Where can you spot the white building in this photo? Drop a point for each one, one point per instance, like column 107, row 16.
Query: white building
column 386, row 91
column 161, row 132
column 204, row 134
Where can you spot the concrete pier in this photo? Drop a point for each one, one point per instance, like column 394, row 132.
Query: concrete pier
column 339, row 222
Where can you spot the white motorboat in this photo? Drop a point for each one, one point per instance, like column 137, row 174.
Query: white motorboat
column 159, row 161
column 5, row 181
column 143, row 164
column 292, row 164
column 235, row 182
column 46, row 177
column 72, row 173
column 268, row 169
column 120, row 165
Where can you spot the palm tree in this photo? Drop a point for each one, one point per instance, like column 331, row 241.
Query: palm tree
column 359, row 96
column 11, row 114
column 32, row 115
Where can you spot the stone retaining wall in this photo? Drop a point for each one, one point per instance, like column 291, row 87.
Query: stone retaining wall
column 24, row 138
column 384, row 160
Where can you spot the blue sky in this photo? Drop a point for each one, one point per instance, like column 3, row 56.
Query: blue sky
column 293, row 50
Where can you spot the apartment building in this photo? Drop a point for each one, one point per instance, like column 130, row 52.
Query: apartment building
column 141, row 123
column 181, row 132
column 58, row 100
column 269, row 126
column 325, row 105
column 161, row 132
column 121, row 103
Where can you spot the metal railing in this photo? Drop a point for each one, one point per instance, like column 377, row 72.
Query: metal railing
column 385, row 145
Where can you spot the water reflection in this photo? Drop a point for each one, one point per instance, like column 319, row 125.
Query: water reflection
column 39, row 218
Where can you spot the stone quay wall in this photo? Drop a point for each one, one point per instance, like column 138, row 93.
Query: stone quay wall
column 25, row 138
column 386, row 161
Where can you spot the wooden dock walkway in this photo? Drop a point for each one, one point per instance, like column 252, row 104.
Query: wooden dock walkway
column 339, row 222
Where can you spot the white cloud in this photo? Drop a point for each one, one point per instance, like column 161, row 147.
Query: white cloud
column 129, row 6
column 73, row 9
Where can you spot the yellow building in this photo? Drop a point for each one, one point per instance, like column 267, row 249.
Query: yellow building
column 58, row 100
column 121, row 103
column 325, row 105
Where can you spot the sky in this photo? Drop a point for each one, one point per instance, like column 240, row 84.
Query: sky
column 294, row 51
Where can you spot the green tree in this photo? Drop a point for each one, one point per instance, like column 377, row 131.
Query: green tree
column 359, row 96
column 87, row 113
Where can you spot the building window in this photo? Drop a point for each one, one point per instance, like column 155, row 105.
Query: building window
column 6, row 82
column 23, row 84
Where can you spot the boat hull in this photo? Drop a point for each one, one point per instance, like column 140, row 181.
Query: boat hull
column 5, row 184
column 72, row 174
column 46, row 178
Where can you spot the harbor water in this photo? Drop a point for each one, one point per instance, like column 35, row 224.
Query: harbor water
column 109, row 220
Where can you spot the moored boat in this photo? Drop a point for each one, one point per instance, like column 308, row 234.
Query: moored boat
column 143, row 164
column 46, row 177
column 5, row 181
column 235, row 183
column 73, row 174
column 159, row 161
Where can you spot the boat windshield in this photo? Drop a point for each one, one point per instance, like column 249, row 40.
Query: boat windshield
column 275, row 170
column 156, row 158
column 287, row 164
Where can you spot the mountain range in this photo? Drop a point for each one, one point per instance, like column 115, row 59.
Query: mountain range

**Task:** From the first line of the data above through the line containing "Where can you spot the concrete", repeat each line exactly, and add nothing.

**Result:**
Where can you spot the white building in this photo? Drop a point for each one, one point per instance, like column 107, row 16.
Query: white building
column 386, row 91
column 161, row 132
column 204, row 134
Where can you spot the concrete pier in this photo? Drop a point for each one, one point per instance, like column 394, row 132.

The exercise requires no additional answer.